What you are asked to do = Reproduce the rows starting at the line that contains "# locate church" and ending with the final row. Change "pin" to "marker" throughout and leave everything else as it is.

Information given =
-- -- --

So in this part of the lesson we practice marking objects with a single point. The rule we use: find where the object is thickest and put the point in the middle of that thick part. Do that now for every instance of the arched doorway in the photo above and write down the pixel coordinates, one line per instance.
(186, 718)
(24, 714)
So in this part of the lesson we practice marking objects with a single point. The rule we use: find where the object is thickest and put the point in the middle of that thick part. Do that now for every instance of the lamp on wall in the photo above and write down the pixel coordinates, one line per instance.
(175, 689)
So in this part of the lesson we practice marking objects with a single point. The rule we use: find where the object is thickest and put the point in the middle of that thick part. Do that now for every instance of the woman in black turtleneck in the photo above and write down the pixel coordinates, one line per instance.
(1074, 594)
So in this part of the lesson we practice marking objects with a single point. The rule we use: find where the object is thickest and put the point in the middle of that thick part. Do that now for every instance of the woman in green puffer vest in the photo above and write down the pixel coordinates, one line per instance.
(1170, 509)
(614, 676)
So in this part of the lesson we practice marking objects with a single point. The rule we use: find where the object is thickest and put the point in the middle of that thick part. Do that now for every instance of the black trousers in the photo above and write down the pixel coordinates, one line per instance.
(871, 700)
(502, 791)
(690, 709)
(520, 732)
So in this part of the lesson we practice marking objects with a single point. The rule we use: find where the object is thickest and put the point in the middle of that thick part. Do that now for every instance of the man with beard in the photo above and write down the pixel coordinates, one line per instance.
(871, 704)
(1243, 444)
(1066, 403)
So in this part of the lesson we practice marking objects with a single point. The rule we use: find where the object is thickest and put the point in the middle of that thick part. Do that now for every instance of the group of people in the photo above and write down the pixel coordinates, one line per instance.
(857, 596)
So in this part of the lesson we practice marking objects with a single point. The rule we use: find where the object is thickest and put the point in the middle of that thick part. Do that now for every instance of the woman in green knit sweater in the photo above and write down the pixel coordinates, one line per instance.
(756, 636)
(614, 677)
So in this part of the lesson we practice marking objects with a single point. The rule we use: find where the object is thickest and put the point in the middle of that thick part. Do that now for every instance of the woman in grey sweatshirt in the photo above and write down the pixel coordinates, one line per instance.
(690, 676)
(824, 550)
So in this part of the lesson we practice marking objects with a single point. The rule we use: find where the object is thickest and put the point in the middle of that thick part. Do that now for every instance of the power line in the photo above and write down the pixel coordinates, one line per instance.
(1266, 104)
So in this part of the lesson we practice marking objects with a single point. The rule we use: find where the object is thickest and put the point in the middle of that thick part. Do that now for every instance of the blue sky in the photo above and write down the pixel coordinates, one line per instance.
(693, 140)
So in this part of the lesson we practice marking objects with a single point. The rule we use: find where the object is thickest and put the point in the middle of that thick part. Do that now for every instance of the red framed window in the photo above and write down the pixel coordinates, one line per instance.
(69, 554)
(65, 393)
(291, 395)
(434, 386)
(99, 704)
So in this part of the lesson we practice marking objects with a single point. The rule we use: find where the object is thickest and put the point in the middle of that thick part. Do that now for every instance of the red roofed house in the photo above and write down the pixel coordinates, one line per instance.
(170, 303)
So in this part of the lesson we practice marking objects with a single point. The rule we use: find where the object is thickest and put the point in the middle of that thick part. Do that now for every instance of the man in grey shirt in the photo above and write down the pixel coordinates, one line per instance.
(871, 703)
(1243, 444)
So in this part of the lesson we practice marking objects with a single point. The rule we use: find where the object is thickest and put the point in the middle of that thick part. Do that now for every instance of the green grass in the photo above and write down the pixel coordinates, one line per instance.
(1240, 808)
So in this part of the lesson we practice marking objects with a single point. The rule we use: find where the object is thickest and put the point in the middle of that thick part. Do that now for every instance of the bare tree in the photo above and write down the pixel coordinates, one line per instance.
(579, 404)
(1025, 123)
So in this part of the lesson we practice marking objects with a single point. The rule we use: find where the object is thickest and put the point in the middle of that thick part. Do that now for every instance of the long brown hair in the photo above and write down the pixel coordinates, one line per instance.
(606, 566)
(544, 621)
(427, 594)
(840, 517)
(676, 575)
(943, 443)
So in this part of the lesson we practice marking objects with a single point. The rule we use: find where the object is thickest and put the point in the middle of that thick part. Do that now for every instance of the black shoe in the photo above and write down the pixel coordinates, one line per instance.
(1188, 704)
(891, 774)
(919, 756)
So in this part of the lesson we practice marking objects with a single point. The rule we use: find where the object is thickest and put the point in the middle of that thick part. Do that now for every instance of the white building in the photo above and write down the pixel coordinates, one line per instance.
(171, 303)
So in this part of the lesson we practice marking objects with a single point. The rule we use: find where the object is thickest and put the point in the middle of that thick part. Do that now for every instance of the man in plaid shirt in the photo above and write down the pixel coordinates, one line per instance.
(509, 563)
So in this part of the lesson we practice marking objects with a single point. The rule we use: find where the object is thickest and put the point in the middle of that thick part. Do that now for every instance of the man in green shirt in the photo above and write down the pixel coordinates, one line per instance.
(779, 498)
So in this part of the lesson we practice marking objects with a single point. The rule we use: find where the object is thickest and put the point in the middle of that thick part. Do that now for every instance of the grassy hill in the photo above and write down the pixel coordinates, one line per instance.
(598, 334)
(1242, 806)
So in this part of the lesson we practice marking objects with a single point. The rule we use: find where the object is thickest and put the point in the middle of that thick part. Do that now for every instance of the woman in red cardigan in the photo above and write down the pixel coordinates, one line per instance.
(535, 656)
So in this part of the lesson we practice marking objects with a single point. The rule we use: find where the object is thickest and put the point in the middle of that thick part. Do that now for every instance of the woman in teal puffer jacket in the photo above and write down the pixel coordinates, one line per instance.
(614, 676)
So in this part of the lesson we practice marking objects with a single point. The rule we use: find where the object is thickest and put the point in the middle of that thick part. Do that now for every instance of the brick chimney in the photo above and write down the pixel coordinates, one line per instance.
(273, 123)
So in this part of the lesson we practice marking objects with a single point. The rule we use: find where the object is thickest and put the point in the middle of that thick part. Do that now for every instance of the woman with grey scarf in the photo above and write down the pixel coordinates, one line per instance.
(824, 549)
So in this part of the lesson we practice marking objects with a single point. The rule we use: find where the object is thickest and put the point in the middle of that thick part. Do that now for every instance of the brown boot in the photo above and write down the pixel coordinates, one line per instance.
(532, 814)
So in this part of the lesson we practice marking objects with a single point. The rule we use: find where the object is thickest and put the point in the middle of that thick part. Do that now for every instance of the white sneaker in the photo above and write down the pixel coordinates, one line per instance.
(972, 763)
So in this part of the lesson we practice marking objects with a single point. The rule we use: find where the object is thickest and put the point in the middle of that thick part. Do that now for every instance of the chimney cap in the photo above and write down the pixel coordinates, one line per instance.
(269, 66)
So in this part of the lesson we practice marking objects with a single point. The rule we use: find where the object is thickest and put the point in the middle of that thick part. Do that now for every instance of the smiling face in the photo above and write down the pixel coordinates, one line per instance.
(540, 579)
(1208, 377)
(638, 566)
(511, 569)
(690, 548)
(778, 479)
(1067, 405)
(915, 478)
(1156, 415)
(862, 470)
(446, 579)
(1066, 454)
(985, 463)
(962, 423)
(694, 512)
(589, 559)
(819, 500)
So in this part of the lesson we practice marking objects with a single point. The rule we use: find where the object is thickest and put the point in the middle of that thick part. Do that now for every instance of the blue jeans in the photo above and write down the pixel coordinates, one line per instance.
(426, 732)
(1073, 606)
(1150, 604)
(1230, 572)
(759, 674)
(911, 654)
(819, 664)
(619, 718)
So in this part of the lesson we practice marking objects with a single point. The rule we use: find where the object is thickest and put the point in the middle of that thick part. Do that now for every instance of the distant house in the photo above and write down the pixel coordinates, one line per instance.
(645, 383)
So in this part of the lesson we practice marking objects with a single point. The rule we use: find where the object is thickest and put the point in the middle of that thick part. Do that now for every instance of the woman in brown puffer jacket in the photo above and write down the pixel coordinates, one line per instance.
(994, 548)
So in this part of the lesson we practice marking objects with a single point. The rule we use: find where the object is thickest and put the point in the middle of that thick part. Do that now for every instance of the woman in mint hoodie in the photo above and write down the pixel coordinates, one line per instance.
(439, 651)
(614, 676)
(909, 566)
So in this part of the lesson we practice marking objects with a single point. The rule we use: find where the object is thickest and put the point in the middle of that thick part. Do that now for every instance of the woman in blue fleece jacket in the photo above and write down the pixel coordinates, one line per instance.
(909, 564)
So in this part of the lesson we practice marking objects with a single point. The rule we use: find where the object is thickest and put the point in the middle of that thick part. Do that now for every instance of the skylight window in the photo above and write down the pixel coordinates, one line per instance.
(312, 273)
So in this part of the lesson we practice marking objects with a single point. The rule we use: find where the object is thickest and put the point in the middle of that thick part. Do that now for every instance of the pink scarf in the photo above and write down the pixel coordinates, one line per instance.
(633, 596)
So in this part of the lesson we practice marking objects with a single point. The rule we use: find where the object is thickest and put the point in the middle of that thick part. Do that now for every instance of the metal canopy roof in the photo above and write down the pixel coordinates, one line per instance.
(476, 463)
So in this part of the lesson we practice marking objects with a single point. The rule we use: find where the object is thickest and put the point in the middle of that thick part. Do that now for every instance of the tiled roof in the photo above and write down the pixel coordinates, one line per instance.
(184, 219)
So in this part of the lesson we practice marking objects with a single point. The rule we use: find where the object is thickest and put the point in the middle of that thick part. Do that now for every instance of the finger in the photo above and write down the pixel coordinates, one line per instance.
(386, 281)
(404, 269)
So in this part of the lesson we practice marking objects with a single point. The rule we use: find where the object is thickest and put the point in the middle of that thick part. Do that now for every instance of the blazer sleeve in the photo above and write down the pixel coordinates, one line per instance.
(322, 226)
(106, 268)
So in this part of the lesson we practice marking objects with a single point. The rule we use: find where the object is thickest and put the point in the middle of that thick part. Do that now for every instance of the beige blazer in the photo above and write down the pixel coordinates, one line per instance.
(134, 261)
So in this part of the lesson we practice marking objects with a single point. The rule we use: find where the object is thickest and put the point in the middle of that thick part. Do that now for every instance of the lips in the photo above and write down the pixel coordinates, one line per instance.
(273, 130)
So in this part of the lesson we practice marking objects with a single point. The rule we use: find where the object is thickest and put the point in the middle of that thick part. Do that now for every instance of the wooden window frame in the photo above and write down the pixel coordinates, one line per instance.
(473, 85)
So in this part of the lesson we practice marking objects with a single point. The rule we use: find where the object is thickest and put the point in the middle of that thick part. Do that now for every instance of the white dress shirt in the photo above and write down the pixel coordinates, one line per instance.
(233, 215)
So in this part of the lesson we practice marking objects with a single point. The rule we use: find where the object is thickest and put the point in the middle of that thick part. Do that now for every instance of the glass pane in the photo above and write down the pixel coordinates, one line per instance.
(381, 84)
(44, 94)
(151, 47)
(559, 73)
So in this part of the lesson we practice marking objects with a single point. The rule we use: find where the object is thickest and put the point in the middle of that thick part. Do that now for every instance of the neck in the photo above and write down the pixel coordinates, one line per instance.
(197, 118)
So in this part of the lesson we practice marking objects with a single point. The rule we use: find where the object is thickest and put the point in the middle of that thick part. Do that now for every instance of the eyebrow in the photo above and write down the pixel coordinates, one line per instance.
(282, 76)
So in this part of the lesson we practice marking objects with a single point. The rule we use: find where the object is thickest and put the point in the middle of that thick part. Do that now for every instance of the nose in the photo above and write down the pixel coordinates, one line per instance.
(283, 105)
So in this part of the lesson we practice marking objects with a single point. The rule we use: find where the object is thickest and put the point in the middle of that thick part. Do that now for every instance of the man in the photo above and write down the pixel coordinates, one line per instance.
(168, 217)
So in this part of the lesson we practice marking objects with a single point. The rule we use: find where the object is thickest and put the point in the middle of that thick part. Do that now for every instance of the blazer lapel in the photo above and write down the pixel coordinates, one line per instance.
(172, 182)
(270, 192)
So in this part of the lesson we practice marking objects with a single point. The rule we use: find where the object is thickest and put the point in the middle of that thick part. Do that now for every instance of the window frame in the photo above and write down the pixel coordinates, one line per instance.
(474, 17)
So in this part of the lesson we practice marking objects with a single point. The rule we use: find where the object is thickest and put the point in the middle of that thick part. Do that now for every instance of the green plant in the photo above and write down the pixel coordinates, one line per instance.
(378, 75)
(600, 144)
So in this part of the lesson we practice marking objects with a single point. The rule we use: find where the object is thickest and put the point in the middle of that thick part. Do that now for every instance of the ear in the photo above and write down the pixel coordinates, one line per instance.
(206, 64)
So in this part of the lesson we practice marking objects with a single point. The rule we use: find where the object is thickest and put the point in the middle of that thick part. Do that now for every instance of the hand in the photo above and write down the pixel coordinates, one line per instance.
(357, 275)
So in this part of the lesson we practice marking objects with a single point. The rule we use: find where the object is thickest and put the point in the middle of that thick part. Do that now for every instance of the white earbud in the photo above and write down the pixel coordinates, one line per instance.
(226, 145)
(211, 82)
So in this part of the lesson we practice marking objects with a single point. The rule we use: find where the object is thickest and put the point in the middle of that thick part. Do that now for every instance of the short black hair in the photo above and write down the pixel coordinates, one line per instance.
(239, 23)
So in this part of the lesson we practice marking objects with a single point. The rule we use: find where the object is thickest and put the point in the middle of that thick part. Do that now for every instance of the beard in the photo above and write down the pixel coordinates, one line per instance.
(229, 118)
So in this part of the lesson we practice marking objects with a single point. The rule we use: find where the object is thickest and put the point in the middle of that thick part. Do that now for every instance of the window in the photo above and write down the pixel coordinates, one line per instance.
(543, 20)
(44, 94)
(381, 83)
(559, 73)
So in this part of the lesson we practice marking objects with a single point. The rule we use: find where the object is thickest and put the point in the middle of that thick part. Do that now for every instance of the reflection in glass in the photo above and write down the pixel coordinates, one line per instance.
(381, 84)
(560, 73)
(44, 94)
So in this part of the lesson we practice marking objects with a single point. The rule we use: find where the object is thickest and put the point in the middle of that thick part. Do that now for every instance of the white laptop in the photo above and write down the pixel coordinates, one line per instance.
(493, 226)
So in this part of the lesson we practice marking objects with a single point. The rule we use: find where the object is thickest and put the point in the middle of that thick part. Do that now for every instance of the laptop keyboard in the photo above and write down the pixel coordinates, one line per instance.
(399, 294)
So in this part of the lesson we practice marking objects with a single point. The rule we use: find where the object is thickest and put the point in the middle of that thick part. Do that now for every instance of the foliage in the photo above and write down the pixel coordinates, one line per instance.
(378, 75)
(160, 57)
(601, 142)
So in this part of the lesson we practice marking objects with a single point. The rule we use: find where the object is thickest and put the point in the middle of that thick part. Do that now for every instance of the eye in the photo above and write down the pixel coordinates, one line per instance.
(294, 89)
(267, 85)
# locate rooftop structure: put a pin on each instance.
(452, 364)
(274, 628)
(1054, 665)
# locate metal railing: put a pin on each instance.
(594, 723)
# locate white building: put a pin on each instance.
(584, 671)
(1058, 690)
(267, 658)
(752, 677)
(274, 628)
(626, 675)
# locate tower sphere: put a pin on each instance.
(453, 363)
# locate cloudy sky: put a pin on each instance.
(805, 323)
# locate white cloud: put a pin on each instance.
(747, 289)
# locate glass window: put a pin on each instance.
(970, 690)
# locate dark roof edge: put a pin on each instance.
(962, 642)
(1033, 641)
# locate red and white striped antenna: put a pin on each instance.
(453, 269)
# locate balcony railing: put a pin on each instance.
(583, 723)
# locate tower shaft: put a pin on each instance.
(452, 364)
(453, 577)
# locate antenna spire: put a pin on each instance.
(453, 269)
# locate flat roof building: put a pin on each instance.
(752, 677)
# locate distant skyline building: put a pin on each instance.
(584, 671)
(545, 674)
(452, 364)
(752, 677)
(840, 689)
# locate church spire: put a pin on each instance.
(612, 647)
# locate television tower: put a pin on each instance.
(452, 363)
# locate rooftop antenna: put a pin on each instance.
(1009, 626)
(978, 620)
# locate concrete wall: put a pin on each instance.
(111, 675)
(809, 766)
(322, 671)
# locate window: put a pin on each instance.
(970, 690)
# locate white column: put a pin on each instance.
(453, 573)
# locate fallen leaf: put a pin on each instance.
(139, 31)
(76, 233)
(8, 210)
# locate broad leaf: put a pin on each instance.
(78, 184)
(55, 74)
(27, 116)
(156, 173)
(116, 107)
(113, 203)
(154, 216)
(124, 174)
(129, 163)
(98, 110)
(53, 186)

-- -- --

Task solution =
# locate church spire: put a marker on each instance.
(612, 647)
# locate television tower: put a marker on each instance.
(452, 363)
# locate rooftop antenna: put a marker on each instance.
(1009, 626)
(978, 620)
# locate concrete wall: put a marker on each instance.
(111, 675)
(809, 766)
(322, 671)
# locate window: put a marker on each instance.
(970, 690)
# locate white column: put a marker on each instance.
(453, 573)
# locate fallen leaf: put a marker on each instance.
(139, 31)
(76, 233)
(8, 210)
# locate broad leaf: put a marker on each instance.
(78, 184)
(55, 74)
(27, 116)
(156, 173)
(116, 107)
(113, 203)
(154, 216)
(124, 174)
(129, 163)
(98, 110)
(53, 186)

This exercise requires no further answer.